**STATED PROBLEM 1**
Write out the part of the article on Delta's in-flight film edits that runs from "Variety reports that" up to and including "doesn’t care about.".

**TEXT SECTION**
As @yayponies pointed out in a very justified rant, what does it say that the edit left in a scene of John Reid assaulting Elton but removed any evidence of intimacy between them or for that matter Elton and any man? What is that saying is OK?
— shana (@shananaomi) October 30, 2019
Delta also cut several elements from the teen comedy Booksmart, including a lesbian sex scene that director Olivia Wilde said was integral to the plot. The airline also censored words like “vagina” and “lesbian” while leaving in other expletives, like “fuck.”
— Most disappointingly, they cut most of Amy and Hope’s love scene in the bathroom, which involves zero nudity, but does involve an essential plot point for a lead character. Wtfffff.
— olivia wilde (@oliviawilde) October 30, 2019
“There’s insane violence of bodies being smashed in half [in other movies], and yet a love scene between two women is censored from the film,” Wilde said. “It’s such an integral part of this character’s journey. I don’t understand it.”
Booksmart actress Beanie Feldstein was asked about the censorship this past Sunday on the red carpet for the Academy of Motion Picture Arts and Sciences’ Governors Awards.
“We’re on the case to get this rectified. Our movie is a beautiful representation of the queer experience as young people,” she said. “I’m a queer person. So we’re getting to the bottom of it, don’t worry. If you can watch me and Skyler [Gisondo] kiss, you can watch Diana [Silvers] and Kaitlyn kiss.”
This isn’t the first time Delta has come under fire for censoring LGBTQ content. In 2016, Delta was criticized for editing out lesbian kisses from the in-flight version of the movie Carol.
In 2017, the airline was caught cutting a lesbian kiss from the movie Bad Moms, while they didn’t touch heterosexual kisses.
Delta said in a statement that its “content parameters do not in any way ask for the removal of homosexual content from the film.”
Variety reports that the airline uses a third-party service for in-flight entertainment. The company provides both the unedited and an edited version of a film, and Delta goes with the edited version if there is anything in the unedited version that violates its content standards, even if other things are cut that Delta doesn’t care about.
That said, Delta is probably a major client for the third-party service and could request that the service either change its standards or create a third, semi-edited version of films that meet its standards.
Because censoring queer scenes from movies while leaving in equivalent heterosexual scenes implies that there is something dirty and shameful about same-sex love.
“The only love scene in the film is a queer love scene, and that’s so radical,” Feldstein said this past May about Booksmart. “By doing that, you’re asking that to be the norm. By showing queer sexuality, and making heterosexual people relate to it is actually really deeply meaningful.”

**RECORDS PROVIDED**
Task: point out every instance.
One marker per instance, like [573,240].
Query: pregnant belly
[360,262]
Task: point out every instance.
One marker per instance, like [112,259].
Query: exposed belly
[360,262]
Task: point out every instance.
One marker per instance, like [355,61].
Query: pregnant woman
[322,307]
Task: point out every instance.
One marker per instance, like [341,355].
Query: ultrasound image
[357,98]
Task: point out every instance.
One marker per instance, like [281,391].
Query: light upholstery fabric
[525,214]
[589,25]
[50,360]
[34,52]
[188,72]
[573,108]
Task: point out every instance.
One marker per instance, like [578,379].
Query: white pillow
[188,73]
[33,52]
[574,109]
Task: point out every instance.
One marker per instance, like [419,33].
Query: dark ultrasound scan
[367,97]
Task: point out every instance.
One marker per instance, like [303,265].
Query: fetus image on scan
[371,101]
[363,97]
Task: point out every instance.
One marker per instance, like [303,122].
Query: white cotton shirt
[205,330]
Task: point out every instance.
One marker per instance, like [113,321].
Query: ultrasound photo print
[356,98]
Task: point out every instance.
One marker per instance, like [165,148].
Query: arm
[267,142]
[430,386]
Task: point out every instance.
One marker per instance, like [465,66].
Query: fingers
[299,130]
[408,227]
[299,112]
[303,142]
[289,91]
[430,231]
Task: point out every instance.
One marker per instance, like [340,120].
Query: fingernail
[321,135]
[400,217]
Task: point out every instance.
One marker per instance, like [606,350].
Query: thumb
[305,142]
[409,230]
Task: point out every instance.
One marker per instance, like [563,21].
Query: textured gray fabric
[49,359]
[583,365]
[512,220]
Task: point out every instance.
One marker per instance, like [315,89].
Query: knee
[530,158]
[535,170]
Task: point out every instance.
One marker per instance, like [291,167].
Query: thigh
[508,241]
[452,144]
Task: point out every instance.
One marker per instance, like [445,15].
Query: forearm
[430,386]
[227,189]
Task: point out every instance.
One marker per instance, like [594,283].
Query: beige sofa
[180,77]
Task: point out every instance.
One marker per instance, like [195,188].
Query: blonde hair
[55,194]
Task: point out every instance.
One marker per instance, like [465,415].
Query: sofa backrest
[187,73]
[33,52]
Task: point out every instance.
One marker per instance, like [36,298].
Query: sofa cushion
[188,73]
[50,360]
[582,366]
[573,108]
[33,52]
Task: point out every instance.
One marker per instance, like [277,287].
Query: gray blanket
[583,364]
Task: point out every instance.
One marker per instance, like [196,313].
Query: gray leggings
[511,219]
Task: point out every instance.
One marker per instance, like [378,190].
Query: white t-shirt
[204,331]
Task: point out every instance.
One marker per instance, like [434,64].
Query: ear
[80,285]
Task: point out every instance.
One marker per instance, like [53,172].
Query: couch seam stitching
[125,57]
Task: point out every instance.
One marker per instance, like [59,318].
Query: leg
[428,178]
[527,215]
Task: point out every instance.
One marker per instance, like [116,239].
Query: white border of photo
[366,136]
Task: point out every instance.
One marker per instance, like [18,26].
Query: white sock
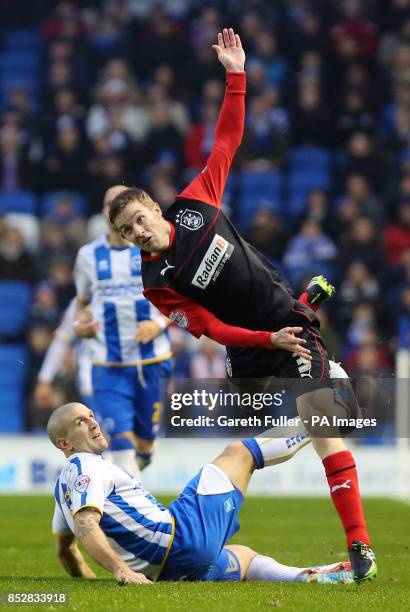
[268,451]
[265,569]
[126,459]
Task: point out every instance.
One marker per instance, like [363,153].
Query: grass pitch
[294,531]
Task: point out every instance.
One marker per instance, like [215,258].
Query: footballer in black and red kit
[211,282]
[199,272]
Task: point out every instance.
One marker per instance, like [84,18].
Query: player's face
[143,226]
[83,432]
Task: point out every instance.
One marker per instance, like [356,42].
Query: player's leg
[238,464]
[114,409]
[343,482]
[237,562]
[147,408]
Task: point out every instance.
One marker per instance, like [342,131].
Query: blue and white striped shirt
[139,529]
[110,278]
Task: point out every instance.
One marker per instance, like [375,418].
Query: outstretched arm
[71,558]
[208,185]
[91,536]
[198,321]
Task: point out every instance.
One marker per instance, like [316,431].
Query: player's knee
[236,450]
[244,554]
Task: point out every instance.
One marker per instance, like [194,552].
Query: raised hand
[229,51]
[287,340]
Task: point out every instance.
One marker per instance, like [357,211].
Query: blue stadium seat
[262,184]
[13,371]
[255,189]
[310,158]
[303,182]
[19,60]
[51,198]
[15,300]
[27,80]
[300,184]
[13,363]
[18,201]
[11,409]
[23,39]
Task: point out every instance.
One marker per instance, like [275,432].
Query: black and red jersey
[210,281]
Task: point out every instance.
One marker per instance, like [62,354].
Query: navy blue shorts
[206,517]
[128,400]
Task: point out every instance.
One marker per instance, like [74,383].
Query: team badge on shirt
[82,482]
[179,318]
[190,219]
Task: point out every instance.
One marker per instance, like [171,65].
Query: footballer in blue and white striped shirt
[128,341]
[138,540]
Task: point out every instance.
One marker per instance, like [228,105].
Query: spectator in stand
[60,275]
[354,116]
[267,233]
[66,163]
[55,245]
[306,31]
[199,140]
[358,189]
[106,169]
[65,214]
[163,139]
[65,106]
[354,27]
[16,169]
[397,235]
[117,106]
[369,359]
[311,121]
[317,209]
[310,250]
[266,137]
[357,286]
[16,263]
[365,244]
[163,190]
[44,310]
[156,94]
[364,319]
[275,65]
[364,159]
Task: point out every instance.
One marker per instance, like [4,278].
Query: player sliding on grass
[199,272]
[126,531]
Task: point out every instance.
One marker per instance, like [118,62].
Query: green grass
[294,531]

**STATED PROBLEM 2**
Locate every line in the records above that contains the word "sofa", and copy each of those lines.

**EXERCISE OUTPUT 1**
Variety reports that the airline uses a third-party service for in-flight entertainment. The company provides both the unedited and an edited version of a film, and Delta goes with the edited version if there is anything in the unedited version that violates its content standards, even if other things are cut that Delta doesn’t care about.

**EXERCISE OUTPUT 2**
Query: beige sofa
Query: sofa backrest
Query: sofa cushion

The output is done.